Trois lycéennes racontent leur expérience de la stricte séparation qui existe entre garçons et filles dans leur lycée, et leurs conséquences sur leur vie quotidienne.
« Je pense qu’il y a toujours eu des différences et des inégalités entre les deux genres mais les différences se sont creusées encore plus et elles se creuseront encore si on continue comme ça », constate Karin (les prénoms ont été modifiés),16 ans, élève en classe de première au Lycée de la Plaine de Neauphle, à Trappes, quand elle évoque la mixité entre garçons et filles. C’est également ce que pensent Catalina et Elise, ses condisciples au lycée, toutes trois réunies pour faire entendre le fond de leur pensée sur le sujet.
Au lycée que ça soit en classe, en sport ou en récré, Karin raconte qu’aucune fille et garçon ne se mélange. « J’ai des amis garçons, mais la plupart du temps je parle avec eux sur les réseaux » raconte l’adolescente. En parlant de ce sujet, elle se rend compte que, inconsciemment, elle passe la majeure partie de son temps avec ses amies, comme quelque chose de « normé », explique-t-elle. « Quelqu’un qui sort de son groupe habituel, c’est mal vu. Une fille qui va vers des garçons, c’est une Tana », un terme péjoratif popularisé par le rappeur Niska pour désigner les femmes. « Pourtant…si c’est l’inverse, on dit que le garçon a géré », dans le sens où il arrive à séduire, fait remarquer Catalina avec un léger dédain dans le ton.

Consigne 1 :: Reproduisez à l'identique les lignes des enregistrements situées entre celle qui contient « Find the thick » et la fin des enregistrements, bornes incluses. N'incluez pas les images.

Données fournies ::
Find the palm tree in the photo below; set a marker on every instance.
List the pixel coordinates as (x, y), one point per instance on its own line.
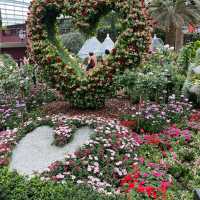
(172, 15)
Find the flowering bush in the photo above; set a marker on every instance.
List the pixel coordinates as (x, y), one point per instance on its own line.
(152, 117)
(102, 161)
(62, 70)
(7, 140)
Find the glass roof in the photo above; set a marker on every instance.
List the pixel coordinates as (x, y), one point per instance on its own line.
(13, 11)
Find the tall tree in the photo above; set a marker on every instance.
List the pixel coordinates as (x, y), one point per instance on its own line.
(0, 19)
(172, 15)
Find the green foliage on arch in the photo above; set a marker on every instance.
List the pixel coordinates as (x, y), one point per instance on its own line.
(63, 71)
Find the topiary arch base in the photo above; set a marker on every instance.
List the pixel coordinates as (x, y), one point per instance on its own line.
(61, 69)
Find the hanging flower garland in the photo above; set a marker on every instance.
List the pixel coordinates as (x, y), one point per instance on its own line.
(61, 69)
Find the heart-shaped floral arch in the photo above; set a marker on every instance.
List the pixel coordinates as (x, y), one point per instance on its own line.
(61, 69)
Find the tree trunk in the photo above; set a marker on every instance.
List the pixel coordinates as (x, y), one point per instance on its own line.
(170, 36)
(179, 38)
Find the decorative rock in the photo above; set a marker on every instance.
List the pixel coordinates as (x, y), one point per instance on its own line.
(35, 152)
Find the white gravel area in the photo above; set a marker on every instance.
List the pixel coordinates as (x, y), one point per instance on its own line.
(35, 151)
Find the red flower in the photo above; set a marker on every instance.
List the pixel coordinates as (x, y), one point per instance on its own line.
(131, 185)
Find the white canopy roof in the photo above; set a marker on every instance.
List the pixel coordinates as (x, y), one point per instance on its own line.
(91, 45)
(107, 44)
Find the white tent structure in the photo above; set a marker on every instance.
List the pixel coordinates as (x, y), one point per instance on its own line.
(91, 45)
(107, 44)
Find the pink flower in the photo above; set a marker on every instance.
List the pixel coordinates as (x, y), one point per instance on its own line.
(157, 174)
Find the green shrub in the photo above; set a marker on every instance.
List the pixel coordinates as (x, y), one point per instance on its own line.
(152, 84)
(187, 55)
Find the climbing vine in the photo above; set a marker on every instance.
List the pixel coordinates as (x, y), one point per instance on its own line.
(61, 69)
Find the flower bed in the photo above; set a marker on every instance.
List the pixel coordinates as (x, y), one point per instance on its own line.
(117, 160)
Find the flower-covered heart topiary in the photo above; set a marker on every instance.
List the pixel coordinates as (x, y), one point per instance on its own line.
(61, 69)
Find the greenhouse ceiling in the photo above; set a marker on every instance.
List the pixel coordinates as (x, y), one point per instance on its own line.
(15, 11)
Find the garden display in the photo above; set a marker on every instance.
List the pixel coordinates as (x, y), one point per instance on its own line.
(191, 87)
(62, 70)
(129, 129)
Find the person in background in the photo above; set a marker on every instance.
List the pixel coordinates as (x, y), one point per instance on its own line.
(92, 61)
(107, 53)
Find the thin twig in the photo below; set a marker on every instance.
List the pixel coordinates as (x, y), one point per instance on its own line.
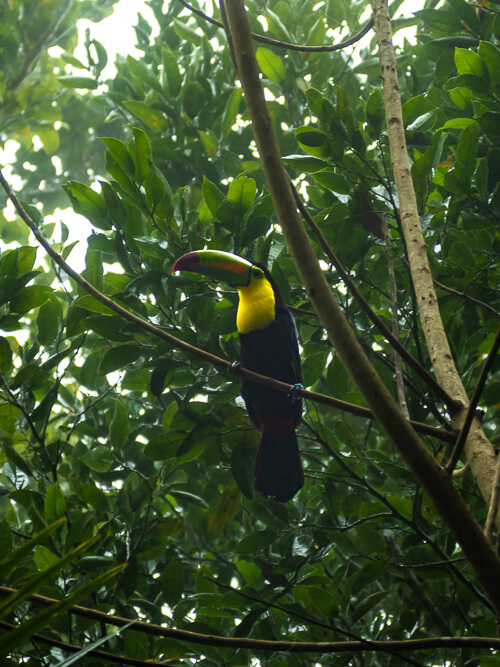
(493, 508)
(398, 370)
(264, 644)
(191, 349)
(385, 331)
(305, 48)
(467, 297)
(471, 410)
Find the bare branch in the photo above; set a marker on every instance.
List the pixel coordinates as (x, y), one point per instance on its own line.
(264, 644)
(434, 480)
(304, 48)
(178, 343)
(494, 502)
(471, 410)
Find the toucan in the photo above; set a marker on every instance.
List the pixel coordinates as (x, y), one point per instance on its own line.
(268, 338)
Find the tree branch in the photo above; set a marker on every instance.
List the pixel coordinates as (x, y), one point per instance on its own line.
(478, 449)
(178, 343)
(365, 306)
(435, 481)
(304, 48)
(471, 410)
(264, 644)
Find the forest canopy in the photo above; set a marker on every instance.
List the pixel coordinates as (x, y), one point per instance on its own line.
(127, 455)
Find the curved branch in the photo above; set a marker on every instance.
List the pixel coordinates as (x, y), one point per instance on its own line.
(265, 644)
(478, 449)
(471, 410)
(365, 306)
(304, 48)
(434, 480)
(213, 359)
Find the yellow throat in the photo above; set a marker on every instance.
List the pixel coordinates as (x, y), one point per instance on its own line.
(256, 305)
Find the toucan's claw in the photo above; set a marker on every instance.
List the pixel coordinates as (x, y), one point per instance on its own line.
(294, 392)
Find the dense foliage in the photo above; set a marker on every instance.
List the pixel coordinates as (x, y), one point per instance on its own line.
(150, 449)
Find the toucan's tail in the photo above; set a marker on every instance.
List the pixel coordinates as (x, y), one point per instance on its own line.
(278, 470)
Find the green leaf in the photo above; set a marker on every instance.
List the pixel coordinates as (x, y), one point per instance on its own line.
(468, 62)
(119, 152)
(241, 193)
(76, 657)
(172, 582)
(333, 182)
(470, 81)
(467, 148)
(151, 117)
(54, 503)
(255, 542)
(461, 255)
(231, 111)
(367, 604)
(271, 64)
(88, 203)
(490, 123)
(304, 163)
(5, 540)
(5, 355)
(194, 99)
(212, 195)
(186, 33)
(44, 558)
(16, 637)
(467, 12)
(117, 358)
(312, 141)
(439, 19)
(119, 427)
(84, 82)
(99, 459)
(490, 57)
(28, 298)
(48, 571)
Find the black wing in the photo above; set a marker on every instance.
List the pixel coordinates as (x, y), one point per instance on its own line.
(272, 351)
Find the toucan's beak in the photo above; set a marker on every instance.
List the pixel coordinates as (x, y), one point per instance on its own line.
(216, 264)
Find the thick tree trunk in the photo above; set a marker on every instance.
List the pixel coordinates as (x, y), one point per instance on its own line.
(478, 449)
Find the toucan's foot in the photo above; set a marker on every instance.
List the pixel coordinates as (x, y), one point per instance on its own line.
(294, 392)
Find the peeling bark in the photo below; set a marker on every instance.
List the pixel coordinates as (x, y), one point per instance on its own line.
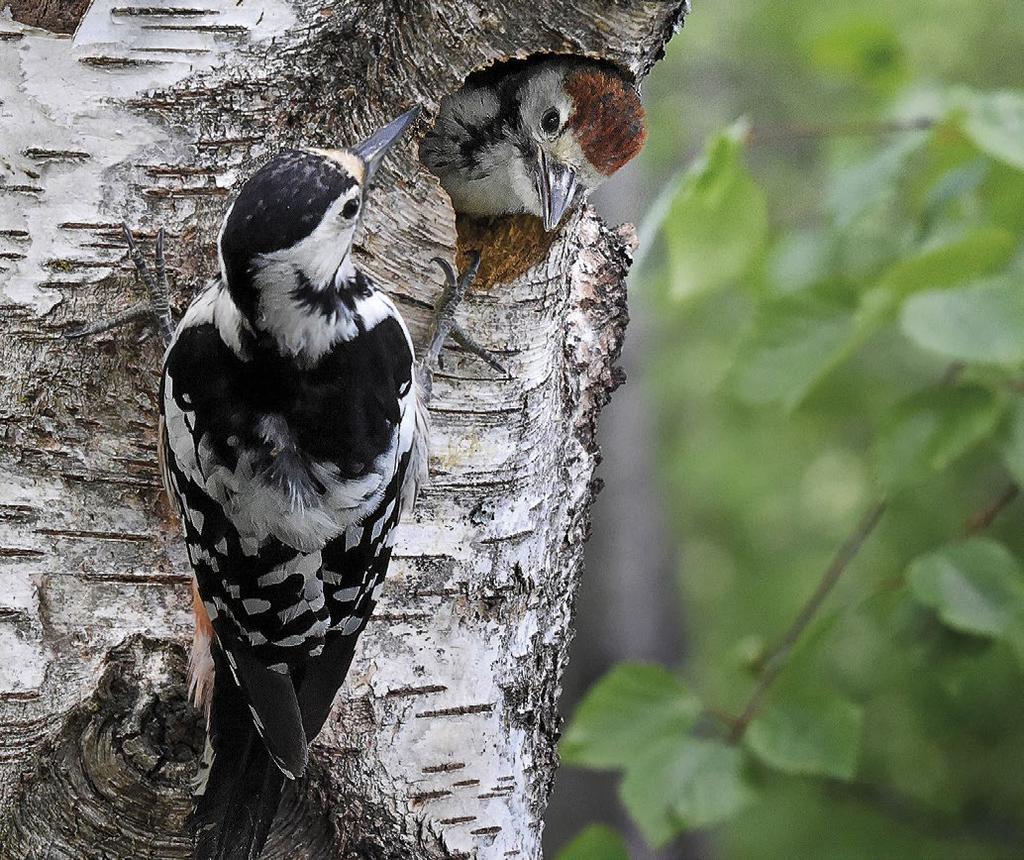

Consigne 2 :: Retranscrivez fidèlement le passage de l'article sur la mixité au lycée compris entre « Trois lycéennes racontent » et « leur vie quotidienne. », inclus.

Réponse rédigée 1 ::
Find the thick tree trunk in the photo above; set a marker on every instance.
List the pixel coordinates as (x, y), one point per instance on its own line.
(478, 449)
Find the toucan's foot in the photo above; set a marker on every instance.
List the pixel coordinates as (x, y), one point per instance on its own line.
(294, 392)
Find the peeling bark in the photo below; set a marker on every instance.
List the pixel coordinates as (x, y), one point per instance on its own line.

Réponse rédigée 2 ::
Trois lycéennes racontent leur expérience de la stricte séparation qui existe entre garçons et filles dans leur lycée, et leurs conséquences sur leur vie quotidienne.